A theme park?????Theres 2 shut ones already??????????????


----------



## woody65 (Dec 12, 2009)

they where going to build on the pool site and filled it in but the company that was going to build all this are now in trouble so they are taking of digging it out again! lego where going to build a undercover park there but i thin thats gone to Manchester instead so it will be a waste land for a few more years,at least the mini train is still running and doing well and not forgetting the water slide


----------



## woody65 (Dec 15, 2009)

i went for a walk around here on sunday-its now all fenced off,the area where the theater seats was has all gone and bulldozers on site, there is also cameras covering this site and security which seems a bit weird as there is not a lot on site 

cheers


----------



## marshall10 (Dec 15, 2009)

Thats a shame cause i was going to go back there to take more shots!


----------



## woody65 (Dec 15, 2009)

marshall10 said:


> Thats a shame cause i was going to go back there to take more shots!



worth doing before its all gone-dont know what they have planned ?


----------



## pollen101 (Dec 16, 2009)

probably more effin 'cardboard' houses......

You know the structures of the future will be 'unexplorable' cos they'll fall down within 30 years of being built,ah,,,,,,they dont make 'em like they used to!!!!!!!!!!


----------

§ YOUR OBJECTIVE:
Copy the forum thread word for word, starting at "worth doing before" and going down through "they used to!!!!!!!!!!".

Entries taken from a collection
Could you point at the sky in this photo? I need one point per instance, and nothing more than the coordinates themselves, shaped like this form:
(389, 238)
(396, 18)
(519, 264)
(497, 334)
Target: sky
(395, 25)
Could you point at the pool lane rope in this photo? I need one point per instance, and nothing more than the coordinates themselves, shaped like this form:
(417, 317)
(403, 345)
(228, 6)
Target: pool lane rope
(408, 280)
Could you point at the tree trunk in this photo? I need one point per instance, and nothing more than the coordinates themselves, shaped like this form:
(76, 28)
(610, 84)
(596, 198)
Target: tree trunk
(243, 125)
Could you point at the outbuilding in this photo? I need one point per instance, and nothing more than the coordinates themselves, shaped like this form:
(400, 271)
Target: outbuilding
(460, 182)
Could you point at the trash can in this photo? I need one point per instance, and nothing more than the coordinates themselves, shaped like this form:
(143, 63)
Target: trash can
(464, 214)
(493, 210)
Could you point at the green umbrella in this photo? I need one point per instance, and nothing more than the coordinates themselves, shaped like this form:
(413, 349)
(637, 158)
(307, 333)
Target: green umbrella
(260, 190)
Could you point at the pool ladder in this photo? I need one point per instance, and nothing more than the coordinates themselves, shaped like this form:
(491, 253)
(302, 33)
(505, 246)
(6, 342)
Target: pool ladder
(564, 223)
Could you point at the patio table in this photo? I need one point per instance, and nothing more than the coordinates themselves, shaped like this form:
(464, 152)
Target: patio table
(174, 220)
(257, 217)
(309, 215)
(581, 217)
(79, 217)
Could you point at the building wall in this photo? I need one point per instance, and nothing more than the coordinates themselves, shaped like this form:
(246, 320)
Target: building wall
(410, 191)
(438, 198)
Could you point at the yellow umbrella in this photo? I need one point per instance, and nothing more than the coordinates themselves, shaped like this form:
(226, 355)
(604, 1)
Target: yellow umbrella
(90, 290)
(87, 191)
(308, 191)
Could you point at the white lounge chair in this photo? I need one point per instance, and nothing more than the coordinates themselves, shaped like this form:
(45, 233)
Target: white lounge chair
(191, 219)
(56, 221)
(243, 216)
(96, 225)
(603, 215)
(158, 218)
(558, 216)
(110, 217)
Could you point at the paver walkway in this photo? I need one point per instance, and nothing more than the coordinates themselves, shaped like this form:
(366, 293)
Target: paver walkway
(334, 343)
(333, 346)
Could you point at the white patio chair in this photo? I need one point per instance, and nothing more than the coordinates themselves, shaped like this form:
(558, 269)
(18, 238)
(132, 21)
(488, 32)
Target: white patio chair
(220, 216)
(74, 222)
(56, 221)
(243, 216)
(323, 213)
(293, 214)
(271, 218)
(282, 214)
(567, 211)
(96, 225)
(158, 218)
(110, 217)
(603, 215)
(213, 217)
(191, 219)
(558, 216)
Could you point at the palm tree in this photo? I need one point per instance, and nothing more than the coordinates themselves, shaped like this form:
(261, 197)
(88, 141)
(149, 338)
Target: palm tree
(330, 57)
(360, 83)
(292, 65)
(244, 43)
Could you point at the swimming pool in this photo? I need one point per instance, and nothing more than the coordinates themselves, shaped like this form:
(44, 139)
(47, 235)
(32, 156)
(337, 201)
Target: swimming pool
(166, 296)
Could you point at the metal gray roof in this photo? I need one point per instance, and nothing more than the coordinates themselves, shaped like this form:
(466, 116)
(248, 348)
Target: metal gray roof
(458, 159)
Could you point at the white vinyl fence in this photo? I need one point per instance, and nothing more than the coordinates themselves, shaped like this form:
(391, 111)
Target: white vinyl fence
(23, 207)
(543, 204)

§ RIGHT ANSWER:
worth doing before its all gone-dont know what they have planned ?


----------



## pollen101 (Dec 16, 2009)

probably more effin 'cardboard' houses......

You know the structures of the future will be 'unexplorable' cos they'll fall down within 30 years of being built,ah,,,,,,they dont make 'em like they used to!!!!!!!!!!